─── EXTRAIT À LIRE ───

Un chargeur-transporteur souterrain transportant une charge de remblai rocheux avec du ciment à envoyer dans une chambre souterraine de la mine souterraine d’Amaruq de Mines Agnico Eagle, qui fait partie du complexe minier de Meadowbank, dans le Nunavut. Avec l’aimable autorisation de Mines Agnico Eagle
Lorsqu’elle était spécialiste à l’international du remblai chez Hatch, Betty Lin a visité des mines qui se trouvaient souvent dans des zones où le mercure plonge régulièrement en dessous des 50 degrés Celsius. La hausse des coûts du ciment tout usage, que l’on appelle aussi ciment Portland ordinaire ou ciment artificiel, ainsi que les enjeux liés à son transport ont une incidence sur les activités de remblai dans les mines souterraines à l’échelle mondiale. Toutefois, lorsqu’on ajoute à cette équation le pergélisol et les sites reculés, des difficultés uniques interviennent. Les connaissances et l’expérience en matière de remblai acquises dans des mines situées dans des climats plus chauds deviennent quelque peu obsolètes.
Le remblai des mines souterraines élimine les déchets dangereux et réduit les incidences en surface sur l’environnement. Environ la moitié de la surface au sol au Canada est située au-dessus du pergélisol, et de nombreuses mines se trouvent dans ces régions. Les progrès réalisés en matière de technologie de remblai, de matériaux et d’adjuvants révèlent des améliorations en termes de propriétés des remblais pour les mines qui mènent leurs activités dans des conditions de froid extrême. Ils garantissent que ces sites restent stables, réduisent les risques d’affaissement et assurent une dilution minimale des minerais.

───

TÂCHES ET EXERCICES:
[1] D'après l'extrait sur le remblai minier, quelle part de la surface au sol du Canada se trouve au-dessus du pergélisol ?
[2] Reproduisez à l'identique, dans l'extrait sur le remblai minier, tout ce qui va de « Le remblai des » jusqu'à « minimale des minerais. ».
Les enregistrements ci-après constituent un matériau distinct de l'extrait.

─── DONNÉES EXTRAITES ───

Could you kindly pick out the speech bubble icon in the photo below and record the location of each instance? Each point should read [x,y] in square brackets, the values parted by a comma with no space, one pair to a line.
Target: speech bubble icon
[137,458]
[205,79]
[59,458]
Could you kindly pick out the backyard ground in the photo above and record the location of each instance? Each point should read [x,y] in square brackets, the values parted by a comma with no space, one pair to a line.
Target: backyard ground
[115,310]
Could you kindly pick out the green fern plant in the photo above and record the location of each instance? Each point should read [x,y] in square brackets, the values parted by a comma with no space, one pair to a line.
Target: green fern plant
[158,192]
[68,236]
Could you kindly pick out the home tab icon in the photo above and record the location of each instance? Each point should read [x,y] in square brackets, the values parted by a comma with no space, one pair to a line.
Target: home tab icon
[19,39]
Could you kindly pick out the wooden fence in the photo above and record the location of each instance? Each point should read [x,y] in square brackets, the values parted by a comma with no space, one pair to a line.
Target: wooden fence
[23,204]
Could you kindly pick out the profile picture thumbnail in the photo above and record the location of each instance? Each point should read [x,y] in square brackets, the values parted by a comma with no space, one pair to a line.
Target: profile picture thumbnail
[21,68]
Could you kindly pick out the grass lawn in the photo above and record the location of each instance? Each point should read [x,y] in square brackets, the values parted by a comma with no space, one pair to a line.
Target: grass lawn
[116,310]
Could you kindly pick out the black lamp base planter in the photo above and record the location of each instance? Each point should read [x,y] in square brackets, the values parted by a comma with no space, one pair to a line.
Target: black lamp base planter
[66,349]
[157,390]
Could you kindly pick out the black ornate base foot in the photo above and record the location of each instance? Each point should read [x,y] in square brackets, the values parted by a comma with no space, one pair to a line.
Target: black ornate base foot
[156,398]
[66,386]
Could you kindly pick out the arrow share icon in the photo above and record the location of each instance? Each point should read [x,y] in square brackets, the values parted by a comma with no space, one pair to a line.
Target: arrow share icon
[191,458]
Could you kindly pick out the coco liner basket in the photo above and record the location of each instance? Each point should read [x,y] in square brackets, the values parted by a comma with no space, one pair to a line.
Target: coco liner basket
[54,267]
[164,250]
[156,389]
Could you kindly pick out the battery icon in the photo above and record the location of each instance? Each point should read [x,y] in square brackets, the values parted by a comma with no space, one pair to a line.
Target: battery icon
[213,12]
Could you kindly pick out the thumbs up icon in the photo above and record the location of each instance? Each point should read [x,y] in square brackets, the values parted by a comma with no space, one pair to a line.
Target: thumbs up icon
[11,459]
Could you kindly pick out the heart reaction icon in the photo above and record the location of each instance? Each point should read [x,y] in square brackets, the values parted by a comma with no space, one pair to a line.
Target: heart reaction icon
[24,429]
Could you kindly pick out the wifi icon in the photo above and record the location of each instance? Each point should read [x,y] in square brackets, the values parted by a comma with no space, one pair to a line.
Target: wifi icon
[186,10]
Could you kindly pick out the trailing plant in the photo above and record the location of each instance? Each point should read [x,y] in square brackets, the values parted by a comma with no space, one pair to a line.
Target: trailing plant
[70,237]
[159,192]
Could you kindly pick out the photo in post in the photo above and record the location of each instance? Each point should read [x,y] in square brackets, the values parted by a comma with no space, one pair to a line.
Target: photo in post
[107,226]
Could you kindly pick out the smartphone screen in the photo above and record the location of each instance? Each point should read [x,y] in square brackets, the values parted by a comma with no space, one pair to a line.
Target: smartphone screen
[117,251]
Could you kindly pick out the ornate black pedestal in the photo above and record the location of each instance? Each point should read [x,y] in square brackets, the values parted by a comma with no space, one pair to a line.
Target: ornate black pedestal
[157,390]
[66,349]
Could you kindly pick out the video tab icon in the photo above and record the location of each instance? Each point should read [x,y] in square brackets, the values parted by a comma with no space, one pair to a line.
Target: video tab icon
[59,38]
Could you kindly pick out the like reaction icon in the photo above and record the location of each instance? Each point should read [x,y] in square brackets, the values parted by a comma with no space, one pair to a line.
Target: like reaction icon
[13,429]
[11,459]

───
─── DONNÉES EXTRAITES ───

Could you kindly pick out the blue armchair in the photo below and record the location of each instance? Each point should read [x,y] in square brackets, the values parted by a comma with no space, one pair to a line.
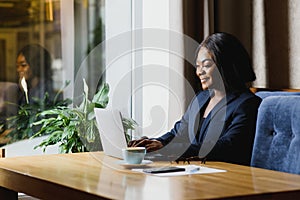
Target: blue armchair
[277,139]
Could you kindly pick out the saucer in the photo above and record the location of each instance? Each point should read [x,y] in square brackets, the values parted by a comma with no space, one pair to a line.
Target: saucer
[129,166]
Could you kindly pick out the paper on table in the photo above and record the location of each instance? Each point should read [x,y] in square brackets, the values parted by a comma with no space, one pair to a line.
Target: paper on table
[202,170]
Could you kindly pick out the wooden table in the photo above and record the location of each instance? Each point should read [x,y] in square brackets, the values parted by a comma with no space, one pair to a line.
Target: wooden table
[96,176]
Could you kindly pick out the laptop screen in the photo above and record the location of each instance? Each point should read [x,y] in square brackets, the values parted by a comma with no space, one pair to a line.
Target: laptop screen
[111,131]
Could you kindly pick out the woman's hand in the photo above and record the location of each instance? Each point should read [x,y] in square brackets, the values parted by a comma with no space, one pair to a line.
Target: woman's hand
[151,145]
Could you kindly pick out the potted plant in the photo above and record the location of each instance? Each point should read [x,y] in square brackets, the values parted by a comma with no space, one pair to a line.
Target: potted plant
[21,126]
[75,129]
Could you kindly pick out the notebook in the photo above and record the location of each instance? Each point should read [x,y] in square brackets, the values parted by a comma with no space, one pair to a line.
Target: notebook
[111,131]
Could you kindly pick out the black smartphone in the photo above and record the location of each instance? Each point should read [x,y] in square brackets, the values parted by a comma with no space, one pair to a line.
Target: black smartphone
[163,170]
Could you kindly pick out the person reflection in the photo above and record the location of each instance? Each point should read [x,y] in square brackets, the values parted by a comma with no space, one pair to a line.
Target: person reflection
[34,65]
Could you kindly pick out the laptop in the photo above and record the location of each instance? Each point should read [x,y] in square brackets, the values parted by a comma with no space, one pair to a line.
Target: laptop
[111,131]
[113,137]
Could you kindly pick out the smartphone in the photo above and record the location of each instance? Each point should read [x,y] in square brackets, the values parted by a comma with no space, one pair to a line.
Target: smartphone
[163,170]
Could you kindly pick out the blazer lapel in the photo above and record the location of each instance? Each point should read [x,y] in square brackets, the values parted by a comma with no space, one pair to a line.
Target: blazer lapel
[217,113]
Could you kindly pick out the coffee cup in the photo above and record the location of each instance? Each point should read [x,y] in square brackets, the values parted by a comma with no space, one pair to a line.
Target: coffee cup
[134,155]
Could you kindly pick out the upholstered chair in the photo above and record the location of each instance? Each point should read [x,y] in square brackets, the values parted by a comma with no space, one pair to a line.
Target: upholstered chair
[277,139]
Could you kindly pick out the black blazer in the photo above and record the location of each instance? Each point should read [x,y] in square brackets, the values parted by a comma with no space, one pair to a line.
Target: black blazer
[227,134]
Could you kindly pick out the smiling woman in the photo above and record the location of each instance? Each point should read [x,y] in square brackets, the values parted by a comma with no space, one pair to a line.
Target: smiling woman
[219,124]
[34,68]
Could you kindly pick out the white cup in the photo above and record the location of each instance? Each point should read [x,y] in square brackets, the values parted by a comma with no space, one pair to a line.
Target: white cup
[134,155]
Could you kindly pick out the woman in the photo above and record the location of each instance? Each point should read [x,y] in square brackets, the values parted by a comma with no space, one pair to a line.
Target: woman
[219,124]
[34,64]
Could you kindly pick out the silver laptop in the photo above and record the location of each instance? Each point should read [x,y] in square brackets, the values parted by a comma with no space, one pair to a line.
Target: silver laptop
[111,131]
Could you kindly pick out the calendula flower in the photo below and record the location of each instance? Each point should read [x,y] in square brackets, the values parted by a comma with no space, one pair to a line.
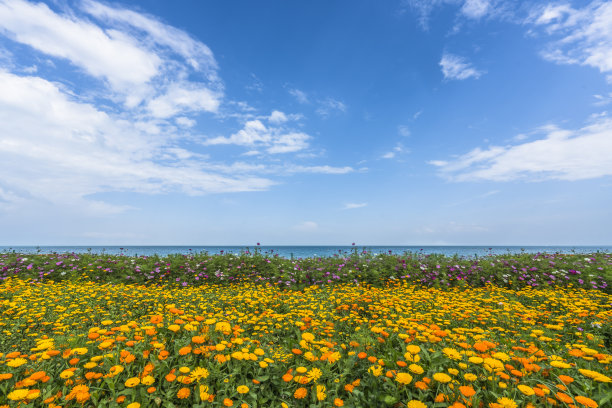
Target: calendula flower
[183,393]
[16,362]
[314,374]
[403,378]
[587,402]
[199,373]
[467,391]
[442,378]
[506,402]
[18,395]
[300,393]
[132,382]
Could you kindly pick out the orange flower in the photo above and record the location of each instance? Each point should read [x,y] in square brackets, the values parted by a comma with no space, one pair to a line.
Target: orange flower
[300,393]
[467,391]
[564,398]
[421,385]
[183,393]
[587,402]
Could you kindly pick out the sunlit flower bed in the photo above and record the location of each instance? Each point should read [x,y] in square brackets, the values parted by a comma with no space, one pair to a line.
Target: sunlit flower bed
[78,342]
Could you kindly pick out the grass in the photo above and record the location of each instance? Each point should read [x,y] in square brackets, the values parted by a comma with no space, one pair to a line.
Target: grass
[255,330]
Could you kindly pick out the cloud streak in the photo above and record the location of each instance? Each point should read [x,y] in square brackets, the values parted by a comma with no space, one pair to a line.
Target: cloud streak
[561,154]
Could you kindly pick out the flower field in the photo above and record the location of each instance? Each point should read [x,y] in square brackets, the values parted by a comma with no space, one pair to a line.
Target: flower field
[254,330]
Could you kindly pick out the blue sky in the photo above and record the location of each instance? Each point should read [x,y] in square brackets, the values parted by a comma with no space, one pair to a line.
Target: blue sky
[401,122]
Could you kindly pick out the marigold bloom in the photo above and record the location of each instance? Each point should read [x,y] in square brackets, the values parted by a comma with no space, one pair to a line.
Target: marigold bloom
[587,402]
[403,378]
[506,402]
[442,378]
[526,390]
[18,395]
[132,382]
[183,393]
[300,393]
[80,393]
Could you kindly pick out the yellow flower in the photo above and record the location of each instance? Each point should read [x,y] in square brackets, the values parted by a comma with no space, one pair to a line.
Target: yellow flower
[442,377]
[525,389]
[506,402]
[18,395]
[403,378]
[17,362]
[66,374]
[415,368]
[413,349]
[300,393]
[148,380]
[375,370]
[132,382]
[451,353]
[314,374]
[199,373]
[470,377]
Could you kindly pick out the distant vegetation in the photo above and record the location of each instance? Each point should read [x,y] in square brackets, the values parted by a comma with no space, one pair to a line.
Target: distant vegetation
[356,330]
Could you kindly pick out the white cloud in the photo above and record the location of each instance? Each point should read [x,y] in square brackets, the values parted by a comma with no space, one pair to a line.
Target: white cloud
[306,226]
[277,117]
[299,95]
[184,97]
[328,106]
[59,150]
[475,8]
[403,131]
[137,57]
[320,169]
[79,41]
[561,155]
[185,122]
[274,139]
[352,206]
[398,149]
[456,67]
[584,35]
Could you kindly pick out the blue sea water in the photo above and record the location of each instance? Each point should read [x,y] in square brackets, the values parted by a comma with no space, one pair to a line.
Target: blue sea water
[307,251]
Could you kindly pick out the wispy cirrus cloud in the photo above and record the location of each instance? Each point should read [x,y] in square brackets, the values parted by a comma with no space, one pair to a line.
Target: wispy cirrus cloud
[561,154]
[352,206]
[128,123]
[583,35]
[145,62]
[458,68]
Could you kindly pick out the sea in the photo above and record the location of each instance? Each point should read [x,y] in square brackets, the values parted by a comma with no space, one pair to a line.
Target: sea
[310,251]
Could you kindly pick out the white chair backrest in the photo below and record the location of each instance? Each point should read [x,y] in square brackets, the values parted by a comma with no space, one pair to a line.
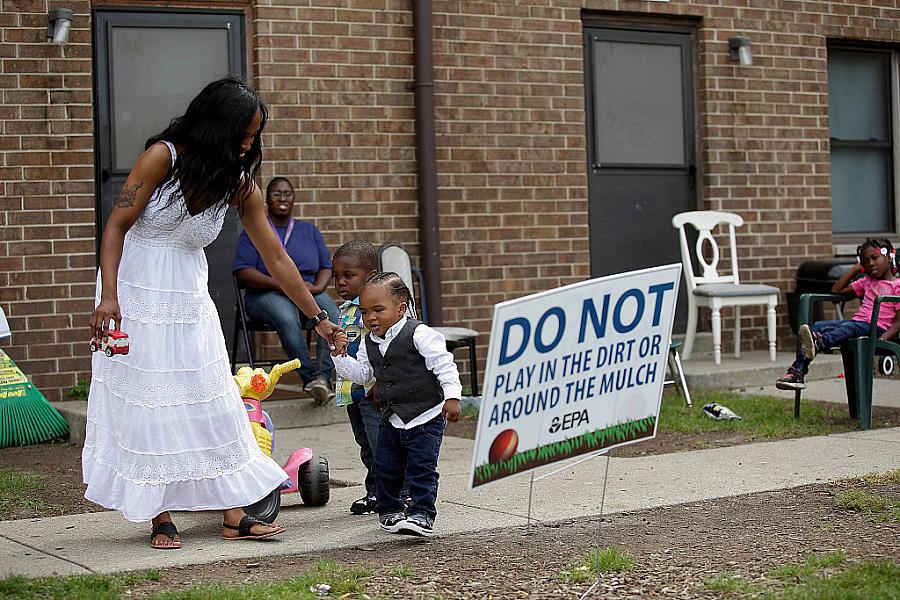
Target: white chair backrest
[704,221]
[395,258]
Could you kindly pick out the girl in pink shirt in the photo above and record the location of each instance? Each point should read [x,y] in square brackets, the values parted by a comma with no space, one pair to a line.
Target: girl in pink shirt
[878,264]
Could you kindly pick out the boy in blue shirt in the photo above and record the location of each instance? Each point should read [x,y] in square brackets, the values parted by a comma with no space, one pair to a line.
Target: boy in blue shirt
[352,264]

───

RÉPONSES COMPLÈTES:
[1] Environ la moitié.

[2]
Le remblai des mines souterraines élimine les déchets dangereux et réduit les incidences en surface sur l’environnement. Environ la moitié de la surface au sol au Canada est située au-dessus du pergélisol, et de nombreuses mines se trouvent dans ces régions. Les progrès réalisés en matière de technologie de remblai, de matériaux et d’adjuvants révèlent des améliorations en termes de propriétés des remblais pour les mines qui mènent leurs activités dans des conditions de froid extrême. Ils garantissent que ces sites restent stables, réduisent les risques d’affaissement et assurent une dilution minimale des minerais.